→ **EXERCISE GOAL**
Format every line of the entries below as a numbered list, skipping blank lines and leaving out the pictures.

→ **EXERCISE MATERIALS**
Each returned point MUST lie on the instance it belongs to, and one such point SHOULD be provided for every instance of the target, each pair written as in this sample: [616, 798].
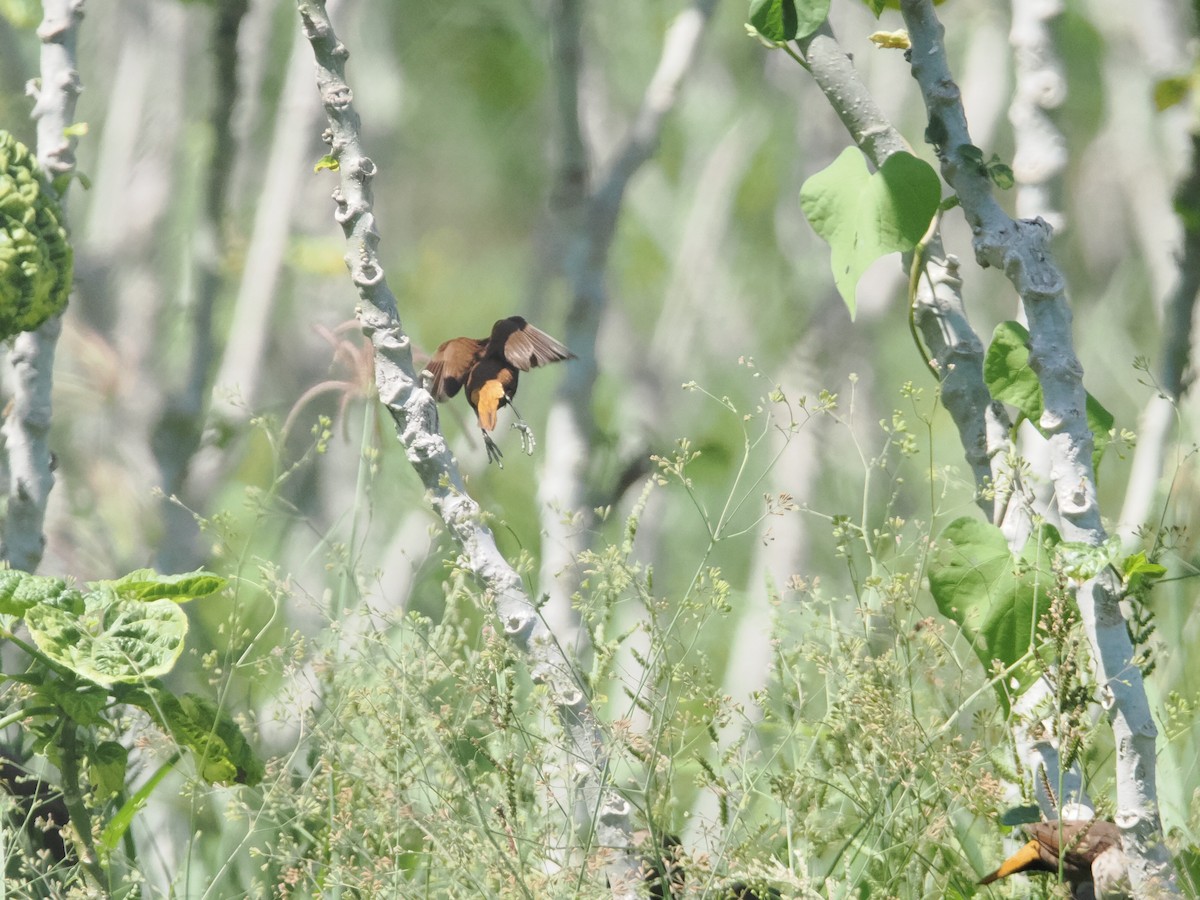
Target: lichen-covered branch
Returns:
[180, 423]
[414, 412]
[1020, 249]
[592, 220]
[1041, 154]
[940, 315]
[31, 360]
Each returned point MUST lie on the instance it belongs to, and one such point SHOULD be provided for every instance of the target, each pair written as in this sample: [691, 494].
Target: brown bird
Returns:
[1072, 846]
[489, 367]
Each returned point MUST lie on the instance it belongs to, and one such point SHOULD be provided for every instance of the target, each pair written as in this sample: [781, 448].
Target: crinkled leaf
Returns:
[787, 19]
[996, 599]
[149, 585]
[113, 639]
[864, 216]
[109, 761]
[222, 751]
[1006, 369]
[21, 591]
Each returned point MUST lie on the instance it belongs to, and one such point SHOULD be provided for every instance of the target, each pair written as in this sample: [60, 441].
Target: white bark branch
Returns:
[592, 219]
[940, 313]
[415, 414]
[1041, 155]
[31, 360]
[1020, 249]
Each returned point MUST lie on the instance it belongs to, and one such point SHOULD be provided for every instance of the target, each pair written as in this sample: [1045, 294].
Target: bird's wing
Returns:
[528, 347]
[451, 364]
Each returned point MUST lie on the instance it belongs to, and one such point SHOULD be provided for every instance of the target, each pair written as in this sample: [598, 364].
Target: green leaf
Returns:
[112, 639]
[1006, 369]
[21, 591]
[149, 585]
[82, 702]
[864, 216]
[223, 755]
[120, 823]
[1021, 815]
[787, 19]
[996, 599]
[1170, 91]
[1086, 561]
[1140, 574]
[109, 761]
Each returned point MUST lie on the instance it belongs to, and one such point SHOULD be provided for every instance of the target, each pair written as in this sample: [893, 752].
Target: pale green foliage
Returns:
[35, 255]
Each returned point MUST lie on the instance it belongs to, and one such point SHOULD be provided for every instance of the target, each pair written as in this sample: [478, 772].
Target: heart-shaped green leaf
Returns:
[996, 599]
[864, 216]
[787, 19]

→ **EXERCISE ANSWER**
1. Each returned point MUST lie on the instance it belongs to, and one such point SHOULD be provided for every instance of the target, each pair written as in this sample: [616, 798].
2. Target: lichen-covered branch
3. Returns:
4. [180, 423]
5. [414, 412]
6. [1020, 249]
7. [592, 220]
8. [1041, 154]
9. [940, 315]
10. [31, 360]
11. Each returned point MUST lie on the instance it belongs to, and one such point SHOULD be provided for every instance of the target, each pair written as in this sample: [691, 494].
12. Target: brown bird
13. Returns:
14. [1072, 846]
15. [489, 367]
16. Each returned point MUST lie on the instance it belongs to, and one such point SHOULD be provided for every instance of the target, each pair written as in this sample: [781, 448].
17. Target: crinkled leaf
18. Returns:
19. [787, 19]
20. [996, 599]
21. [149, 585]
22. [113, 639]
23. [864, 216]
24. [109, 761]
25. [222, 751]
26. [1006, 369]
27. [21, 591]
28. Each returned point MUST lie on the instance it belongs to, and one such point SHOULD be provided for every instance of the target, each pair written as in this sample: [60, 441].
29. Target: white bark branch
30. Returns:
31. [592, 219]
32. [940, 313]
33. [415, 414]
34. [1041, 155]
35. [31, 360]
36. [1020, 249]
37. Each returned point MUST lie on the instance it belongs to, and one such point SHOULD be provided for every instance of the target, each pair written as in this sample: [1045, 294].
38. Target: bird's wing
39. Returns:
40. [528, 347]
41. [451, 364]
42. Each returned point MUST lie on the instance it belongs to, and one such point SHOULD be provided for every instance of the target, each pair written as in this sample: [598, 364].
43. Target: green leaf
44. Returns:
45. [112, 639]
46. [1006, 369]
47. [21, 591]
48. [149, 585]
49. [82, 702]
50. [864, 216]
51. [223, 755]
52. [120, 823]
53. [1021, 815]
54. [787, 19]
55. [996, 599]
56. [1170, 91]
57. [1086, 561]
58. [1140, 574]
59. [109, 761]
60. Each returned point MUST lie on the instance it belongs to, and one such point SHOULD be provided for every instance of the target, each pair written as in this sample: [893, 752].
61. Target: pale green foliage
62. Returns:
63. [35, 255]
64. Each returned point MUST lie on the instance it belongs to, and one such point SHOULD be provided for every instance of the target, each pair written as in this sample: [478, 772].
65. Target: heart-shaped green leaf
66. Returns:
67. [996, 599]
68. [864, 216]
69. [787, 19]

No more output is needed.